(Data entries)
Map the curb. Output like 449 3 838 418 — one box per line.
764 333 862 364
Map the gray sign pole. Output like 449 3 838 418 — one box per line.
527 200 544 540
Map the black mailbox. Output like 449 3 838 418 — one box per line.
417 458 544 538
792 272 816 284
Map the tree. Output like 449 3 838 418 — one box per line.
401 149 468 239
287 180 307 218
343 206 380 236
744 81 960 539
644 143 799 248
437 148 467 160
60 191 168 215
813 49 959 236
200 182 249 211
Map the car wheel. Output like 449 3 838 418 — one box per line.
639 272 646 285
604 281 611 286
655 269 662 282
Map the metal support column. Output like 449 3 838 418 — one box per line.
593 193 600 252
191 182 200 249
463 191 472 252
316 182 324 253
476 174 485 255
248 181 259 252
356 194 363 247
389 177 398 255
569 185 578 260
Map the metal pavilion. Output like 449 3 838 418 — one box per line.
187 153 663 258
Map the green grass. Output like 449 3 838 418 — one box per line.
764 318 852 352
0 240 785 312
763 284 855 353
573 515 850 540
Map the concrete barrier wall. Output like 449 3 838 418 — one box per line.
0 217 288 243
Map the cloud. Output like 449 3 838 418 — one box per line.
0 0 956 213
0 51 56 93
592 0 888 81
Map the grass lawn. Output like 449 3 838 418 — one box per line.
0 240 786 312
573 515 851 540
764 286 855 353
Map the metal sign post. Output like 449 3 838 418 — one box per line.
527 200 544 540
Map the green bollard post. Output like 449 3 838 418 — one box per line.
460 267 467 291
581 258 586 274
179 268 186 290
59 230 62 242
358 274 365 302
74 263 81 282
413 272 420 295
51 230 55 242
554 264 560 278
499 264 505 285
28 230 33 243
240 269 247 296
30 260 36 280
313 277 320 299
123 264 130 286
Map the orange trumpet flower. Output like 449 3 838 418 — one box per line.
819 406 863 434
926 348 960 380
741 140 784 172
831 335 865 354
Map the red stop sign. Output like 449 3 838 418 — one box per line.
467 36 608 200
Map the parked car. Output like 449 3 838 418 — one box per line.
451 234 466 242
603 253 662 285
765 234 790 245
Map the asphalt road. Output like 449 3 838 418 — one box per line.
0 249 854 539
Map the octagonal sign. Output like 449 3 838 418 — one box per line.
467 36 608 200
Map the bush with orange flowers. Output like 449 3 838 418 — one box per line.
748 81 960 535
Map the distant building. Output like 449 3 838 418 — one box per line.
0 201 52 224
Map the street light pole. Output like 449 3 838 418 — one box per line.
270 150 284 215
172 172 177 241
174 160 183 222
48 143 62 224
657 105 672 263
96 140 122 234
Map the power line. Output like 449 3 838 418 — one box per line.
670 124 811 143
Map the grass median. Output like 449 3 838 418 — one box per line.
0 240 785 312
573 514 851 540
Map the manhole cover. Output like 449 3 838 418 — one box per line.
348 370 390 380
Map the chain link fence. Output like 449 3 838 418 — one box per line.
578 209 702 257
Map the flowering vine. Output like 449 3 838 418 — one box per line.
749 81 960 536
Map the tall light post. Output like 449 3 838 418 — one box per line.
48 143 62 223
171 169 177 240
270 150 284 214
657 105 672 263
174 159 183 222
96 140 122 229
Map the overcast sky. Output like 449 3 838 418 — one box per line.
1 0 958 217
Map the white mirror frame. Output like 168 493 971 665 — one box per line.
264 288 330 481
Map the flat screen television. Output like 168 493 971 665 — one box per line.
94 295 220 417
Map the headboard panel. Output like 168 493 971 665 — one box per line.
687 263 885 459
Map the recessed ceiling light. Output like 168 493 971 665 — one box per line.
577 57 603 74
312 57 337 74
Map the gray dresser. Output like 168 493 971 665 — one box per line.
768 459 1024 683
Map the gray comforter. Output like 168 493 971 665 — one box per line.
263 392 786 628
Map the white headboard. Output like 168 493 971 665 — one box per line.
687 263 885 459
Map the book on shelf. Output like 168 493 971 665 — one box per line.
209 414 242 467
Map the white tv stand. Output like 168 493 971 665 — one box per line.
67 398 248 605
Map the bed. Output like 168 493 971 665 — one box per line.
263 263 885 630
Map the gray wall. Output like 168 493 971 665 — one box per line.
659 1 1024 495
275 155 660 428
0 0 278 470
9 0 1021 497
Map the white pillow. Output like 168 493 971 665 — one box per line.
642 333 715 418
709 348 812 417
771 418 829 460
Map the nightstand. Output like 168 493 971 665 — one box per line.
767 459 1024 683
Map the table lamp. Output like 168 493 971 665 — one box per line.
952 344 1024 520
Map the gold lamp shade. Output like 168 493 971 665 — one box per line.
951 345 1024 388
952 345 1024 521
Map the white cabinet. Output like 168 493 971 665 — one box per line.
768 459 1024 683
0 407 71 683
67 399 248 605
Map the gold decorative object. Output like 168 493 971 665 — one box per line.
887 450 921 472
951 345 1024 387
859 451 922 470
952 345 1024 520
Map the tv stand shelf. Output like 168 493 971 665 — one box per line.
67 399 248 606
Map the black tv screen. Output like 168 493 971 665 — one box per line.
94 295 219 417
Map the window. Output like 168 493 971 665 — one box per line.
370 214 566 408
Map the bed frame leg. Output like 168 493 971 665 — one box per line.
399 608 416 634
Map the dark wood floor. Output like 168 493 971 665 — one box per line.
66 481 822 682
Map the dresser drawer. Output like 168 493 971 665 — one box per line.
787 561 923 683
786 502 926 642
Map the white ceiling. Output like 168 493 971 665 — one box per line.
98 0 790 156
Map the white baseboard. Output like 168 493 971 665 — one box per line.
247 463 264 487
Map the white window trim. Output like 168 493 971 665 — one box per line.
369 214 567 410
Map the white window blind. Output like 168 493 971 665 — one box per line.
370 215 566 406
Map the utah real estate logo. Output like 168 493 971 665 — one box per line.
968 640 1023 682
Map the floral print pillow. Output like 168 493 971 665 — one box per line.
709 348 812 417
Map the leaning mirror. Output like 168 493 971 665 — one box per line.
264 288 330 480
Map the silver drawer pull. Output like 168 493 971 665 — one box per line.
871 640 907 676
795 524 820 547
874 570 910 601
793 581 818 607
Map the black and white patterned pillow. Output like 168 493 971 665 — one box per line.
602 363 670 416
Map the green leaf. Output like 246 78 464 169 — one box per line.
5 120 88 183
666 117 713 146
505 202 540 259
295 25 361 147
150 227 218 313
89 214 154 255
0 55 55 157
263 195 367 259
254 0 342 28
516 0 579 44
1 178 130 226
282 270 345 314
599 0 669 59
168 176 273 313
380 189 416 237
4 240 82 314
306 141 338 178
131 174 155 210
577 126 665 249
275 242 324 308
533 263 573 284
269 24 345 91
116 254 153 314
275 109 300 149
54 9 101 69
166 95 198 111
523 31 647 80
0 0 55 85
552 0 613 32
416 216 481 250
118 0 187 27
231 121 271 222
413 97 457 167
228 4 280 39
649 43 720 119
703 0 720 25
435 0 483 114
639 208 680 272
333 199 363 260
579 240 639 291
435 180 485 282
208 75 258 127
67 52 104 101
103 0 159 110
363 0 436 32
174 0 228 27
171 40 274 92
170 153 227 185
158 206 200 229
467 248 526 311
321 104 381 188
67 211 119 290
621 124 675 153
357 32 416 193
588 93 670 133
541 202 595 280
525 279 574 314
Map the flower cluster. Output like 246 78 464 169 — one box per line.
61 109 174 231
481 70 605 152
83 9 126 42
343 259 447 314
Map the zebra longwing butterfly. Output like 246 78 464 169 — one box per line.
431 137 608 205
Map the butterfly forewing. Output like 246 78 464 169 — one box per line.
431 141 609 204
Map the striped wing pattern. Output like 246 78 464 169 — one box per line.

EXERCISE:
Repeat each line above exactly as it stands.

OUTPUT BELOW:
Map the curb. Output like 449 3 838 418 — one box per line.
764 333 862 364
Map the gray sign pole. Output like 449 3 838 418 — one box per line.
527 200 544 540
Map the black mailbox. Output like 449 3 838 418 — one box per line.
417 458 544 538
792 272 816 284
Map the tree. Output like 449 3 838 418 — one box per line.
401 149 468 239
287 180 307 218
343 206 380 236
744 81 960 539
644 143 799 248
437 148 467 160
60 191 168 215
813 49 959 236
200 182 249 211
Map the car wheel. Output like 449 3 838 418 — one box per line.
639 272 646 285
604 281 611 286
655 269 662 282
Map the metal support column. Output like 449 3 838 418 — one box per line.
593 193 600 252
191 182 200 249
463 191 472 252
316 182 324 253
476 174 485 255
248 181 259 252
356 194 363 247
389 177 398 255
569 185 578 260
Map the metal pavilion. Output like 449 3 838 418 — one box per line.
187 153 663 258
Map the green grass. Output like 449 3 838 418 — one box per line.
764 318 852 352
0 240 785 312
763 284 855 353
573 515 850 540
Map the concrete barrier wall. Output like 449 3 838 418 — one box per line.
0 217 288 243
Map the cloud. Output like 449 3 838 418 — one box per line.
0 0 956 213
0 51 56 93
592 0 888 81
Map the grass lawn. Output like 449 3 838 418 — one box per line.
0 240 786 312
573 515 851 540
764 286 855 353
Map the metal sign post. Output like 449 3 838 418 — one box per line.
527 200 544 540
Map the green bollard post. Output like 449 3 838 418 — one box per line.
460 267 467 291
581 258 586 274
179 268 186 290
59 230 62 242
358 274 365 302
74 263 81 282
413 272 420 295
51 230 55 242
554 264 560 278
499 264 505 285
28 230 33 243
240 269 247 296
30 260 36 280
313 277 320 299
123 264 130 286
Map the orange trumpet flower. Output like 449 3 838 418 — one box per line.
819 406 863 434
926 348 960 380
741 140 784 172
831 335 865 354
Map the red stop sign. Output like 449 3 838 418 — one box per line.
467 36 608 200
Map the parked car. Output like 449 3 838 418 — one box per line.
451 234 466 242
603 253 662 285
765 234 790 245
Map the asphalt road. Output like 449 3 838 418 — one box per line.
0 249 854 539
Map the octagonal sign. Output like 449 3 838 418 — one box per line.
467 36 608 200
Map the bush with orange flowers. Output like 449 3 838 418 — one box per line.
748 81 960 535
Map the distant building. Output like 449 3 838 418 — one box per line.
0 201 52 224
Map the street light pole. Output like 449 3 838 418 — one box per line.
270 150 284 215
172 172 177 241
174 160 183 222
48 143 62 224
657 105 672 263
96 140 122 234
Map the power line. Output like 449 3 838 418 — one box per line.
670 124 811 143
Map the grass median. Output like 449 3 838 418 — one box per line.
0 240 785 312
573 514 851 540
Map the manhole cover. Output like 449 3 838 418 — one box per line.
348 370 390 380
Map the chain link fence. Output like 449 3 838 418 — one box per line.
578 209 702 257
Map the flowering vine. Output like 449 3 838 418 — one box per line.
749 81 960 536
Map the tall light post. Output like 449 3 838 418 — one box per line.
48 143 62 223
171 169 177 240
270 150 284 214
657 105 672 263
174 159 183 222
96 140 122 229
Map the overcast sky. Output like 449 3 838 418 — one box per line.
1 0 958 217
Map the white mirror frame. Output like 168 493 971 665 — one box per line.
264 288 330 481
Map the flat screen television. Output like 168 493 971 665 — one box per line.
94 295 220 417
Map the headboard panel. Output like 168 493 971 665 — one box per line.
687 263 885 459
Map the recessed ceiling light. Output like 168 493 971 665 — one box per line.
577 57 603 74
312 57 337 74
Map the gray dresser. Output like 168 493 971 665 — one box per line.
768 459 1024 683
Map the gray comforter. Output like 168 493 971 665 — one box per line.
263 392 786 628
Map the white headboard. Output like 168 493 971 665 — one box per line.
687 263 885 459
Map the book on shelf. Output like 168 493 971 665 — one box per line.
209 414 242 467
Map the white tv stand. Output like 168 493 971 665 — one box per line.
67 398 248 605
Map the bed. Output like 168 493 971 665 — one box per line.
263 263 885 630
Map the gray wall. Output like 168 493 971 665 — one box per line.
659 1 1024 495
275 155 660 428
0 0 278 470
9 0 1021 497
Map the white pillow. Output like 168 493 971 665 — one box per line.
642 333 715 418
709 348 812 417
771 418 829 460
Map the nightstand. Output like 168 493 971 665 — one box per line.
767 459 1024 683
Map the table lamp. Output like 168 493 971 665 — one box per line.
952 344 1024 520
Map the gold lamp shade. Output like 168 493 971 665 — one box per line.
951 345 1024 388
952 345 1024 521
Map the white cabinet. Output like 168 493 971 665 — one box per line.
768 459 1024 683
0 407 71 683
67 399 248 605
Map the gold decorative object. Output like 168 493 971 665 — one box per line.
887 450 921 472
951 345 1024 387
859 451 922 470
952 345 1024 520
Map the tv stand shelf. Output like 168 493 971 665 — one box per line.
67 399 248 606
Map the black tv screen. Output like 168 493 971 665 — one box per line.
94 295 219 417
Map the window. Output like 168 493 971 665 — one box per line.
370 214 566 408
Map the bed frame leg. Output like 168 493 971 665 — one box per line.
399 608 416 634
Map the dark wood floor. Output like 168 493 971 665 — one box per line.
66 481 822 682
Map the dresser drawer. Output like 168 493 971 665 — one box per line.
787 561 923 683
786 502 926 642
Map the white ceiling. Output like 168 493 971 665 — one box per line.
98 0 790 156
Map the white baseboard. Output like 168 493 971 665 — one box per line.
247 463 264 487
Map the white window trim. Output like 168 493 971 665 — one box per line.
369 214 567 410
Map the white window blind. Output like 168 493 971 665 — one box per line.
370 215 566 406
Map the utah real estate logo. Output like 168 493 971 665 — one box per line.
968 640 1023 682
Map the floral print pillow. Output like 168 493 971 665 — one box per line.
709 348 812 417
Map the leaning mirror. Output like 168 493 971 665 — one box per line.
264 288 330 480
Map the silver drawer pull. Output like 168 493 971 665 — one box per line.
871 640 907 676
795 524 820 547
874 570 910 601
793 581 818 607
Map the black and white patterned pillow. Output like 168 493 971 665 — one box per line.
602 363 670 416
Map the green leaf. Output like 246 78 464 169 — one box per line.
5 120 88 183
666 117 713 146
505 202 540 259
295 25 361 147
150 227 218 313
89 214 154 255
0 55 55 157
263 195 367 259
254 0 342 28
516 0 579 44
1 178 130 226
282 270 345 314
599 0 669 59
168 176 273 313
380 189 416 237
4 240 82 314
306 141 338 178
131 174 155 210
577 126 665 249
275 242 324 308
533 263 573 284
269 24 345 91
116 254 153 314
275 109 300 149
54 9 101 69
166 95 198 111
523 31 647 80
0 0 55 85
552 0 613 32
416 216 481 250
118 0 187 27
231 121 271 222
413 97 457 167
228 4 280 39
649 43 720 119
703 0 720 25
435 0 483 114
639 208 680 272
333 199 363 260
579 240 639 291
435 180 485 282
208 75 258 127
67 52 104 101
103 0 159 110
363 0 436 32
174 0 228 27
171 40 274 92
170 153 227 185
158 206 200 229
467 248 526 311
321 104 381 188
67 211 119 290
621 124 675 153
357 32 416 193
588 93 670 133
541 202 595 280
525 279 574 314
Map the flower cluster. Output like 246 78 464 169 — one box per line.
61 109 174 231
481 70 605 152
83 9 126 42
343 259 447 314
Map the zebra longwing butterfly. Output like 246 78 464 169 — one box per line.
431 137 608 205
Map the butterfly forewing. Output like 246 78 464 169 — one box per line.
431 141 609 204
Map the striped wing pattern. Output like 246 78 464 169 — one box per line.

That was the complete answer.